What you should do:
From the rows below, return every line that contains the word "green".

····················

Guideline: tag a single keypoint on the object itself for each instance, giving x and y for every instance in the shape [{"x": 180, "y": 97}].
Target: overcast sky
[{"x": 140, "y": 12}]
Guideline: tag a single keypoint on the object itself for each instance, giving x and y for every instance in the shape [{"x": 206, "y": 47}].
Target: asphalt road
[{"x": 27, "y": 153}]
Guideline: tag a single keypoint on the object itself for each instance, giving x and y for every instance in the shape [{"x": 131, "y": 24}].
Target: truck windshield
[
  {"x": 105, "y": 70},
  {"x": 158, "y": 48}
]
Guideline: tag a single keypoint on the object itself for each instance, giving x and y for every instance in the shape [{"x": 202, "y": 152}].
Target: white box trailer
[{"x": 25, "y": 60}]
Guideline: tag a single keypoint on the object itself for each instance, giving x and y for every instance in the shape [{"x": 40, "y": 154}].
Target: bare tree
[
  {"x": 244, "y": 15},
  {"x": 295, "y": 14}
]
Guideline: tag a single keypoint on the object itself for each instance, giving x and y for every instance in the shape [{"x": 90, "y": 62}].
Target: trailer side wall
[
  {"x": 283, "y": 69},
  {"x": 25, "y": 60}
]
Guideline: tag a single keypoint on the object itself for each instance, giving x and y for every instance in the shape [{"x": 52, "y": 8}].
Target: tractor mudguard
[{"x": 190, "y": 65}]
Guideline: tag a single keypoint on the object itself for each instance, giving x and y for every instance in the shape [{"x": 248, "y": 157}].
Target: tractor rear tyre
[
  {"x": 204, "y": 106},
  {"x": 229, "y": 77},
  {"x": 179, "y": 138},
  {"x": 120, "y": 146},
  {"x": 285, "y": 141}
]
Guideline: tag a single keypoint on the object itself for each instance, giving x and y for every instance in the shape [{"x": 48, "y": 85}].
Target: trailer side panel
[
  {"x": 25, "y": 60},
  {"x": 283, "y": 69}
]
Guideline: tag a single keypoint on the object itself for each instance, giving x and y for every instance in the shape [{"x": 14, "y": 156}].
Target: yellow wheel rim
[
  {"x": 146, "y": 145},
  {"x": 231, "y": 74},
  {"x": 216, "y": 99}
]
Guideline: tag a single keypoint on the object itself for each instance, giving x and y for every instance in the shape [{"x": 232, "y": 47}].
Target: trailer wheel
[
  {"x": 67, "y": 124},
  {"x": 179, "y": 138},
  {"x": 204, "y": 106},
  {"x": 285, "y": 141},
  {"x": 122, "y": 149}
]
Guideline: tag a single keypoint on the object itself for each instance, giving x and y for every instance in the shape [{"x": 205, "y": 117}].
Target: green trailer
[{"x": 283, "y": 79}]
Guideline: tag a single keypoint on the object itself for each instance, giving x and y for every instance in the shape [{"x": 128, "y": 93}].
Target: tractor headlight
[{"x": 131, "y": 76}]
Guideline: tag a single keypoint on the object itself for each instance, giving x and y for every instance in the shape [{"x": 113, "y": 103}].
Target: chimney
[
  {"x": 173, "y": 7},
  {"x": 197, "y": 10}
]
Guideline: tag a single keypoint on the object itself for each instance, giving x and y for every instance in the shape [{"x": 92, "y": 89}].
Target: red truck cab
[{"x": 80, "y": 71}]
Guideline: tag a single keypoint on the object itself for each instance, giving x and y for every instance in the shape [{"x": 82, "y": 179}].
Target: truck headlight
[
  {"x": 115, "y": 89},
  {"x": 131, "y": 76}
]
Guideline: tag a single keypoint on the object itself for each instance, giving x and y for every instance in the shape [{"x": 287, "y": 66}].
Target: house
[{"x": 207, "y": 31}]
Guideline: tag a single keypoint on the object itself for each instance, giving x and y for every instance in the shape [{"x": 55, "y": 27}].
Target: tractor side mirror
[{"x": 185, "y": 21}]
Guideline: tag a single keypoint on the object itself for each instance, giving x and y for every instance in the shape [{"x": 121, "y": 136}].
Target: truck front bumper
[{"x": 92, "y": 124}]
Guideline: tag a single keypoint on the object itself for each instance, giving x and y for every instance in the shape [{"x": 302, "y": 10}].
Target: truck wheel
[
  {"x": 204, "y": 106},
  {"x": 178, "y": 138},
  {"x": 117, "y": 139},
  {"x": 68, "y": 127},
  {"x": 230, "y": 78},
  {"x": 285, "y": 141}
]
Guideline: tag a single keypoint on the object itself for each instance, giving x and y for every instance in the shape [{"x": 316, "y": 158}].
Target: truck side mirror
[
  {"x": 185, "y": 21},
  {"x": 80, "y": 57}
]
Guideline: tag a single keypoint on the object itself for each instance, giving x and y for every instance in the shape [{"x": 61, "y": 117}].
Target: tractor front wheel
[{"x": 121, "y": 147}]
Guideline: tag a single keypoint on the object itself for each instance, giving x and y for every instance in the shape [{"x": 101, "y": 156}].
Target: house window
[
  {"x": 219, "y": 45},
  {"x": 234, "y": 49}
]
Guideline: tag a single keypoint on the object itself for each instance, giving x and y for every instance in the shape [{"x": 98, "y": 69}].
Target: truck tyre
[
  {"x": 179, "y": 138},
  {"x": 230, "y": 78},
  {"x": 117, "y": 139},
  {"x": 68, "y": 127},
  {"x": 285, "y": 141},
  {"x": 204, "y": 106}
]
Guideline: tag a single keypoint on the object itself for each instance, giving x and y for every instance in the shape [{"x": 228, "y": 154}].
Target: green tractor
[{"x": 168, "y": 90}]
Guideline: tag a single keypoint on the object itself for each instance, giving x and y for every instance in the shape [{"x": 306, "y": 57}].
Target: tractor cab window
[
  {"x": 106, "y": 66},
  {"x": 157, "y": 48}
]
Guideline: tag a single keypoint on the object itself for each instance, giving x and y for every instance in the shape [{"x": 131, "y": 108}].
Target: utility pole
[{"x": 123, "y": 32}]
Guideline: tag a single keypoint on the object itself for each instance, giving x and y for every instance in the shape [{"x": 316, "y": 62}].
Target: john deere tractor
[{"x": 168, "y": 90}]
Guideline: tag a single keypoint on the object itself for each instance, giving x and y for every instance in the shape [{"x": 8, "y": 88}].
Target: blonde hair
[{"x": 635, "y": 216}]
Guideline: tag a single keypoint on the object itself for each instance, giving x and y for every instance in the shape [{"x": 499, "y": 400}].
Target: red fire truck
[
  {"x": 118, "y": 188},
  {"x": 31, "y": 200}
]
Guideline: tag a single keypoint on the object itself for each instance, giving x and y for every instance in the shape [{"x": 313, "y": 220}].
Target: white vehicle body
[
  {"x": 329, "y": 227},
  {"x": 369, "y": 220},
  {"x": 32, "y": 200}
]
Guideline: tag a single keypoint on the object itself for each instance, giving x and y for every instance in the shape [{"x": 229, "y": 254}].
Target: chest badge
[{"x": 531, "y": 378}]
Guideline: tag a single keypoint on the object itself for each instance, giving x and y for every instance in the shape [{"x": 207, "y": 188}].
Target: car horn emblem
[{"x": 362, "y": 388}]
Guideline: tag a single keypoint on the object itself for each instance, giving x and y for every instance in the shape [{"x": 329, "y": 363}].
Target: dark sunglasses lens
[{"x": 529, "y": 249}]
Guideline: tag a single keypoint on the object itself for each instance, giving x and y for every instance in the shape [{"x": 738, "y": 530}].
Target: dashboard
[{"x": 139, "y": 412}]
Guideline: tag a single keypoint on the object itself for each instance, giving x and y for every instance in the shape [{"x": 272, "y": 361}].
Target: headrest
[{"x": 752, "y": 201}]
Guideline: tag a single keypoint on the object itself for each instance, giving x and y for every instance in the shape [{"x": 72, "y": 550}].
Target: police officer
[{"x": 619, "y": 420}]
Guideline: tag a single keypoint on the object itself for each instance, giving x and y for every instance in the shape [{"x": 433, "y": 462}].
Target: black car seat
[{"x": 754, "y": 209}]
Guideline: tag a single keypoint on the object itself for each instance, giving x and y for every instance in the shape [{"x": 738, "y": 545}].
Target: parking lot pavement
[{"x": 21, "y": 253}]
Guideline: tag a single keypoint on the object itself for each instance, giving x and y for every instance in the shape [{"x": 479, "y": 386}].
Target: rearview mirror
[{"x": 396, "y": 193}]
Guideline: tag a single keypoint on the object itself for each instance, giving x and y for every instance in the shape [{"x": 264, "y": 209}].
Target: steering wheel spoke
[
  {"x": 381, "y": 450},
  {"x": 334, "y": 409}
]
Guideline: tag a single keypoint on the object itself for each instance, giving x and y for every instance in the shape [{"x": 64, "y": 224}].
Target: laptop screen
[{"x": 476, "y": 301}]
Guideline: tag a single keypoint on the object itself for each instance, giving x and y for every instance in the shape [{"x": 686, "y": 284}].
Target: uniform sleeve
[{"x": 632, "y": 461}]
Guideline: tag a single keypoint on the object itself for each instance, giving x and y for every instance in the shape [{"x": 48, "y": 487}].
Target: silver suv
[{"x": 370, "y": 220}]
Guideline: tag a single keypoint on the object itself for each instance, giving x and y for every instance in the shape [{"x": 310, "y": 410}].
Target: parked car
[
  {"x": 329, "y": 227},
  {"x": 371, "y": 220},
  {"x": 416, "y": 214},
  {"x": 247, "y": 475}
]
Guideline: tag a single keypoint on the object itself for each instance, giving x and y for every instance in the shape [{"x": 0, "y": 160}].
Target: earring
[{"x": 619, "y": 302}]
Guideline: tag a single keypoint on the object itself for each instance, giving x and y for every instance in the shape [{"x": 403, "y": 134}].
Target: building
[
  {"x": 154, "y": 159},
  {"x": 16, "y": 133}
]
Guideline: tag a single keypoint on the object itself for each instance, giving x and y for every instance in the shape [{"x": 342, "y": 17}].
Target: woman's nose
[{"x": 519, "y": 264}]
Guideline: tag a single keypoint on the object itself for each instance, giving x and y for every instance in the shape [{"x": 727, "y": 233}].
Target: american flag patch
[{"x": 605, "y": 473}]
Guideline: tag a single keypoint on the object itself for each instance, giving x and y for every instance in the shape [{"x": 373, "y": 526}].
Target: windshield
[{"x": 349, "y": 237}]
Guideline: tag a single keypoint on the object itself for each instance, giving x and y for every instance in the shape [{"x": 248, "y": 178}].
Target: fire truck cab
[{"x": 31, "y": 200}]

····················

Solution to this exercise:
Target: green trailer
Target: green tractor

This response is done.